Problems to solve ::
A. Answer these questions from the blog post on BMI that follows.
(i) What formula does the post give for BMI?
(ii) What BMI range does the post assign to Obese Class I?
(iii) According to the post, which two things are the only ones BMI takes into consideration?
B. Translate this sentence from the blog post on BMI into Spanish: "BMI takes into consideration only your weight and height!"

Archived entries for Stumbling Block

BMI – epic fail of the century?

How many of you have heard for Body Mass Index or BMI for short?

Take your height, weight, divide something with something and you get BMI?
Ok, the true formula: weight in kg / height in meters².
Check wikipedia (link at the bottom) to see US units.

So, of course there is a table which will define the possibilities:

Severely underweight, BMI is less than 16.0
Underweight, BMI is from 16.0 to 18.5
Normal, BMI is 18.5 to 25
Overweight
, BMI is 25 to 30
Obese Class I, BMI is 30 to 35
Obese Class II BMI is 35 to 40
Obese Class III BMI is over 40

A graph of body mass index is shown above. The...

Image via Wikipedia

After reading a few good online articles about BMI, it hit me also, as did many other authors of various articles. BMI takes into consideration only your weight and height!
What about bone structure, muscle mass, waist and hip size/ratio, is the person an athlete, etc.?
Nothing.

(Natural-language object grounding data)
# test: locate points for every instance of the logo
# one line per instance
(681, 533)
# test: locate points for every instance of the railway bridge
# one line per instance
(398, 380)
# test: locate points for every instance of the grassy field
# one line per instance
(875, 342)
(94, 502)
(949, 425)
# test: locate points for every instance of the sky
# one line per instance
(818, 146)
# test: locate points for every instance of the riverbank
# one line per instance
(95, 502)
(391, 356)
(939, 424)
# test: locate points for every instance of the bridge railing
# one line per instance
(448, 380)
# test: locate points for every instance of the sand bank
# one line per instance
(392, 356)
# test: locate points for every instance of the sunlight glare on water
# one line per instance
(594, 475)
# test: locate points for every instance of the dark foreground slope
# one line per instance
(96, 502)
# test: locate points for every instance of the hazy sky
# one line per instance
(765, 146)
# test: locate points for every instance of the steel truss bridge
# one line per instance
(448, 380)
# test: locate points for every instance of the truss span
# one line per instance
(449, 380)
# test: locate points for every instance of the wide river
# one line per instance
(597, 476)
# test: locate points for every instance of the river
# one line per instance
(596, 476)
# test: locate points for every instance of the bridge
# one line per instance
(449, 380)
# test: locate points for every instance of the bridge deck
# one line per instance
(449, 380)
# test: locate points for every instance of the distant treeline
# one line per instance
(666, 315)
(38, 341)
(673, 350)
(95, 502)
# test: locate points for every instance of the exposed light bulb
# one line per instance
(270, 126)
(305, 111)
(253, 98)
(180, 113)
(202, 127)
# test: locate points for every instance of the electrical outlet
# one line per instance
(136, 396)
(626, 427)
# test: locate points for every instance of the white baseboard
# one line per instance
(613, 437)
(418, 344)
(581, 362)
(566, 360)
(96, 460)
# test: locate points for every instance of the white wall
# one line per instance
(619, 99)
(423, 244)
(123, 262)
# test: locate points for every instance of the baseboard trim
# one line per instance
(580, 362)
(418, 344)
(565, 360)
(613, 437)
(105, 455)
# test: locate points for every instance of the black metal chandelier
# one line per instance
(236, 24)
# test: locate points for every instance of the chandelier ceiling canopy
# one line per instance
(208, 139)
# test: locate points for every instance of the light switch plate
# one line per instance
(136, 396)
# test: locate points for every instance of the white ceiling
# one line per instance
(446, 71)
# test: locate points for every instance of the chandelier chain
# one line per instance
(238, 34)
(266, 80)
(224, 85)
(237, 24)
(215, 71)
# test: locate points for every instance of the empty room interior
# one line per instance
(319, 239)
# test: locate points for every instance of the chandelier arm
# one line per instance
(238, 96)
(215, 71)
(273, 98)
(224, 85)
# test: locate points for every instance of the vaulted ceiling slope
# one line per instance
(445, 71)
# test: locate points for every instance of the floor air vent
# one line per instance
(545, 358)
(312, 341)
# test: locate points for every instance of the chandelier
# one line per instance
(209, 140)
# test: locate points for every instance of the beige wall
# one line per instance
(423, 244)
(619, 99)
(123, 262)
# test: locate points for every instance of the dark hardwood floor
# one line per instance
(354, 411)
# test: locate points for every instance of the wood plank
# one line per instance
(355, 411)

Answers given ::
A.
(i) Weight in kg divided by height in meters².
(ii) 30 to 35.
(iii) Weight and height.

B. ¡El IMC solo tiene en cuenta tu peso y tu altura!